DIRECTIONS FOR THIS TASK: Put the lines below into a numbered list, skipping any blank ones, and leave the pictures out of your answer.

(Stored records)
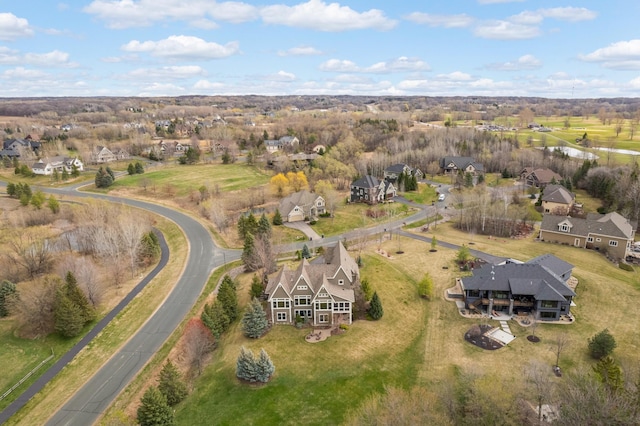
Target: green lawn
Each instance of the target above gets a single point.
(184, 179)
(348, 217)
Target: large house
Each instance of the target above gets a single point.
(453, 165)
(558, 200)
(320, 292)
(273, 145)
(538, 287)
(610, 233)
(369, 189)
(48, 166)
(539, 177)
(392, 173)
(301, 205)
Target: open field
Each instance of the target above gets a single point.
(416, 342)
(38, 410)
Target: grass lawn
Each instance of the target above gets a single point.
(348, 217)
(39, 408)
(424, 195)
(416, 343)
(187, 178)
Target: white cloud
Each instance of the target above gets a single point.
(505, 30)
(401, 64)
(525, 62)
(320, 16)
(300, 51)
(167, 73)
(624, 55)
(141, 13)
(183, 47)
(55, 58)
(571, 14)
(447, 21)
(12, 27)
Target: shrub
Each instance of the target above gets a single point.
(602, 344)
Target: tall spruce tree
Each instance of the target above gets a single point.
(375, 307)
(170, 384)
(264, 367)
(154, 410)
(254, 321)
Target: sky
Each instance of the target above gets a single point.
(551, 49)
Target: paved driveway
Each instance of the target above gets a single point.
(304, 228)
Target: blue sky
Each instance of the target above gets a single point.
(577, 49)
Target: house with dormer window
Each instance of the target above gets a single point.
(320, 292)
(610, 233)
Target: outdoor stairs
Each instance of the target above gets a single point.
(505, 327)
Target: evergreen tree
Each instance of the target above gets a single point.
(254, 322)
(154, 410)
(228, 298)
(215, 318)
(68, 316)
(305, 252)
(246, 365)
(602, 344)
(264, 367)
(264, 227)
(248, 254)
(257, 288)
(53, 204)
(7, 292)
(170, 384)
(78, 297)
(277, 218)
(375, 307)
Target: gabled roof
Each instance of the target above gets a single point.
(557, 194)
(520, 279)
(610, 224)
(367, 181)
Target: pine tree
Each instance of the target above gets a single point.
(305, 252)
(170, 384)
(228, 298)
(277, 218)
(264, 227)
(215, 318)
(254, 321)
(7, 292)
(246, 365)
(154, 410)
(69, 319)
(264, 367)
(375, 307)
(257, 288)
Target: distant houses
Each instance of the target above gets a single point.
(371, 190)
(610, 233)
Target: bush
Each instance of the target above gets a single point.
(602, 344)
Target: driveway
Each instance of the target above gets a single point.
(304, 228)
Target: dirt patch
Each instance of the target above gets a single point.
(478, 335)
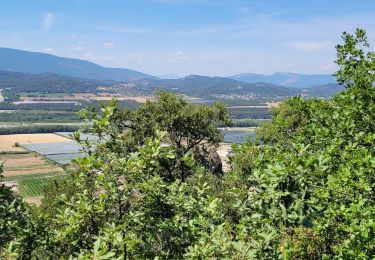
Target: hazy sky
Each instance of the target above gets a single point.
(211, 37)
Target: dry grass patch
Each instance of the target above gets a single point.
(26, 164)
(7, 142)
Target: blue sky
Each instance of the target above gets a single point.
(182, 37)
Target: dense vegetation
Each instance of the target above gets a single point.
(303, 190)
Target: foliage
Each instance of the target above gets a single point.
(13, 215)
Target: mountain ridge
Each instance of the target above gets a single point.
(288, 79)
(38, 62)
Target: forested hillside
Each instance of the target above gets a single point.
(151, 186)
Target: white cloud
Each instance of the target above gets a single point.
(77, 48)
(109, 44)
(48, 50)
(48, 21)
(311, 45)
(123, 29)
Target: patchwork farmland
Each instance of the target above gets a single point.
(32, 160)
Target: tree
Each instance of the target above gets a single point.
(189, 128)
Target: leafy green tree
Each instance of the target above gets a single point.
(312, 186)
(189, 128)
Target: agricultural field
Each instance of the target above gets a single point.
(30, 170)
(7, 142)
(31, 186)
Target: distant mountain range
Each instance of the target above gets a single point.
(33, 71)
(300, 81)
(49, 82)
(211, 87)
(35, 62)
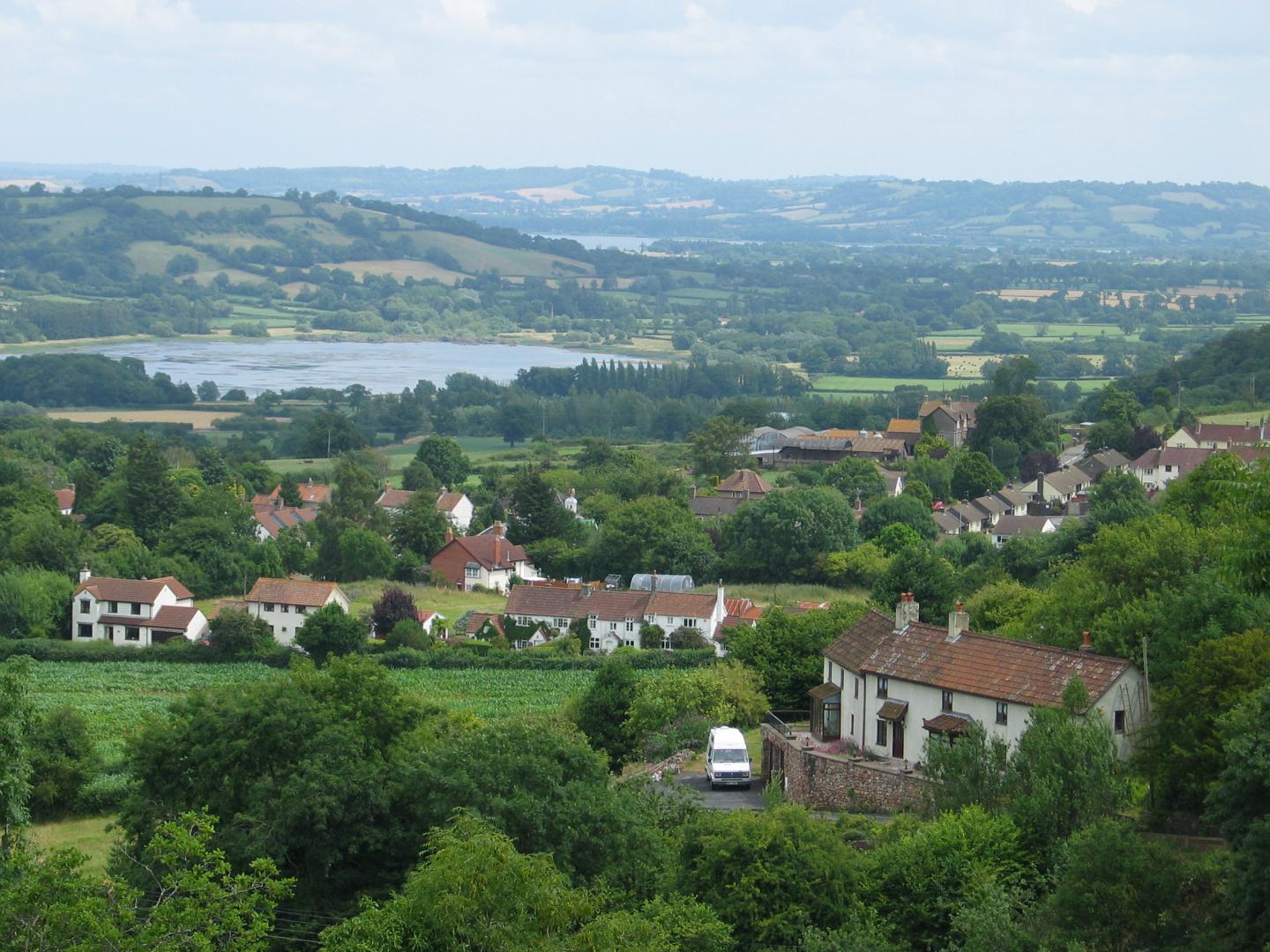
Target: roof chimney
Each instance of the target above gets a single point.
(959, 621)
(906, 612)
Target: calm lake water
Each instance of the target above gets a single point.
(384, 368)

RESPONSE BELOW:
1. Target: green lawn
2. Each instance of the target above gets a single point.
3. (184, 179)
4. (348, 217)
5. Target: large house
6. Each instance of the target above gets a single point.
7. (453, 165)
8. (558, 200)
9. (320, 292)
10. (273, 145)
11. (538, 287)
12. (610, 233)
13. (369, 189)
14. (48, 166)
15. (539, 177)
16. (392, 173)
17. (301, 205)
18. Target: open field
19. Each instance of the target above gets a single point.
20. (416, 342)
21. (38, 410)
22. Target: grass lawn
23. Each instance of the target above gets a single point.
24. (348, 217)
25. (39, 408)
26. (424, 195)
27. (416, 343)
28. (187, 178)
29. Target: white cloud
30. Each instance of the target above gets a single point.
31. (505, 30)
32. (401, 64)
33. (525, 62)
34. (320, 16)
35. (300, 51)
36. (167, 73)
37. (624, 55)
38. (141, 13)
39. (183, 47)
40. (55, 58)
41. (571, 14)
42. (447, 21)
43. (12, 27)
44. Target: shrub
45. Each instance of the target above gets a single point.
46. (602, 344)
47. Target: tall spruce tree
48. Each instance of the target above gets a single point.
49. (375, 307)
50. (170, 384)
51. (264, 367)
52. (154, 410)
53. (254, 321)
54. Target: sky
55. Each instance of the target above gets a single point.
56. (551, 49)
57. Target: paved driveway
58. Each instance of the target above gets a single point.
59. (304, 228)
60. Target: blue sky
61. Each instance of the target above gets a single point.
62. (577, 49)
63. Target: house with dormer window
64. Each instance of the target above gets a single point.
65. (320, 292)
66. (610, 233)
67. Target: outdoor stairs
68. Each instance of the target above gets a single point.
69. (505, 327)
70. Target: evergreen tree
71. Each instance of the target above gets a single point.
72. (254, 322)
73. (154, 410)
74. (228, 298)
75. (215, 318)
76. (68, 316)
77. (305, 252)
78. (246, 365)
79. (602, 344)
80. (264, 367)
81. (264, 227)
82. (248, 254)
83. (257, 288)
84. (53, 204)
85. (7, 292)
86. (170, 384)
87. (78, 297)
88. (277, 218)
89. (375, 307)
90. Target: gabled roof
91. Each instance of the target above gets a single point.
92. (557, 194)
93. (520, 279)
94. (610, 224)
95. (367, 181)
96. Target: pine tree
97. Each instance of the target above gets a single point.
98. (305, 252)
99. (170, 384)
100. (228, 298)
101. (277, 218)
102. (264, 227)
103. (215, 318)
104. (254, 321)
105. (7, 292)
106. (246, 365)
107. (154, 410)
108. (69, 319)
109. (264, 367)
110. (375, 307)
111. (257, 288)
112. Target: distant houses
113. Each instance of the target above gets a single point.
114. (371, 190)
115. (610, 233)
116. Target: bush
117. Each instance of the target above gets a single point.
118. (602, 344)
119. Target: driveway
120. Each instance of the target above gets a single point.
121. (304, 228)
122. Target: dirt patch
123. Each instance of the target above gets a single point.
124. (478, 335)
125. Target: hazy sky
126. Each instance of the target above gets a single point.
127. (211, 37)
128. Target: dry grass patch
129. Each instance of the target above gets a single point.
130. (26, 164)
131. (7, 142)
132. Target: blue sky
133. Each instance of the target above gets a single point.
134. (182, 37)
135. Target: dense vegetation
136. Each instance of the target above gets a single point.
137. (303, 190)
138. Target: foliage
139. Each instance of the target above gets a single point.
140. (13, 215)
141. Target: mountain ridge
142. Each instance of the target above gets a single point.
143. (288, 79)
144. (38, 62)
145. Target: forested hillside
146. Each instance of the target above gets a single point.
147. (151, 186)
148. Target: white cloud
149. Each instance of the target above gets a single point.
150. (77, 48)
151. (109, 44)
152. (48, 50)
153. (48, 21)
154. (311, 45)
155. (123, 29)
156. Target: patchwork farmland
157. Each instance of the target above gets a single point.
158. (32, 160)
159. Target: tree
160. Each instance of the target above gets a single point.
161. (189, 128)
162. Target: leafy green tree
163. Each instance of the target above gets a single point.
164. (312, 186)
165. (189, 128)
166. Target: agricultural field
167. Each instance of the target above gets a single point.
168. (30, 170)
169. (7, 142)
170. (31, 186)
171. Target: distant mountain range
172. Each instance of the target above gets a single point.
173. (33, 71)
174. (300, 81)
175. (49, 82)
176. (211, 87)
177. (35, 62)
178. Target: roof chimney
179. Each instance of the target above gets a single point.
180. (959, 621)
181. (906, 612)
182. Target: calm lake water
183. Each instance of the target above gets a single point.
184. (384, 368)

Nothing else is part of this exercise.